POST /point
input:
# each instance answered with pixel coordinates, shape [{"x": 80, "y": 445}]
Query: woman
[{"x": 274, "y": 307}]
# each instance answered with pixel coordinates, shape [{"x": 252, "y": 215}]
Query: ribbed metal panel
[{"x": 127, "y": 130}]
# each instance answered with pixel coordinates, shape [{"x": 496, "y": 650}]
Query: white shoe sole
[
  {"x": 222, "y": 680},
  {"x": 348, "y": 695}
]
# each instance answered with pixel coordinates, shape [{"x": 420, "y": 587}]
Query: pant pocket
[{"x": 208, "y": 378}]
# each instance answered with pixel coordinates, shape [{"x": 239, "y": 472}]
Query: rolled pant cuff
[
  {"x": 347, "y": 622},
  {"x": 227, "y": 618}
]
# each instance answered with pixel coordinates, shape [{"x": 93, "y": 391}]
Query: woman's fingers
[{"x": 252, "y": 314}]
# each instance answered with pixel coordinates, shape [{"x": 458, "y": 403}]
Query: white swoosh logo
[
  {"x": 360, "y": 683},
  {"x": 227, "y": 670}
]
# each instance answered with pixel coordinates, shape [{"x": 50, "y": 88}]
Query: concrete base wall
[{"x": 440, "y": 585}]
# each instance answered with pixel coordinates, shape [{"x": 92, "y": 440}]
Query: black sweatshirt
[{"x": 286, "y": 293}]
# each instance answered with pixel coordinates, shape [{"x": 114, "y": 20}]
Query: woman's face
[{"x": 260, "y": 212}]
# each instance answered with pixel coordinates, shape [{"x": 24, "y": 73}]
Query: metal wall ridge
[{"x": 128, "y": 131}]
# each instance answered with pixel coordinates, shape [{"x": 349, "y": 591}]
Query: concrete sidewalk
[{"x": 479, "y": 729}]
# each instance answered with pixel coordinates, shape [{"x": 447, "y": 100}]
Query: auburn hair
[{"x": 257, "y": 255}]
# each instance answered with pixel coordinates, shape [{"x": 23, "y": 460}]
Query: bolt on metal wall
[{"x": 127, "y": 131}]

==

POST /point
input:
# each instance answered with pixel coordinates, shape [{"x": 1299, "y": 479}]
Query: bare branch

**WRITTEN PROBLEM:** Return every line above that contains the string "metal". Treat uppercase and lowercase letters as distinct.

**EXPECTED ANSWER:**
Query: ribbed metal panel
Query: metal wall ridge
Query: bolt on metal wall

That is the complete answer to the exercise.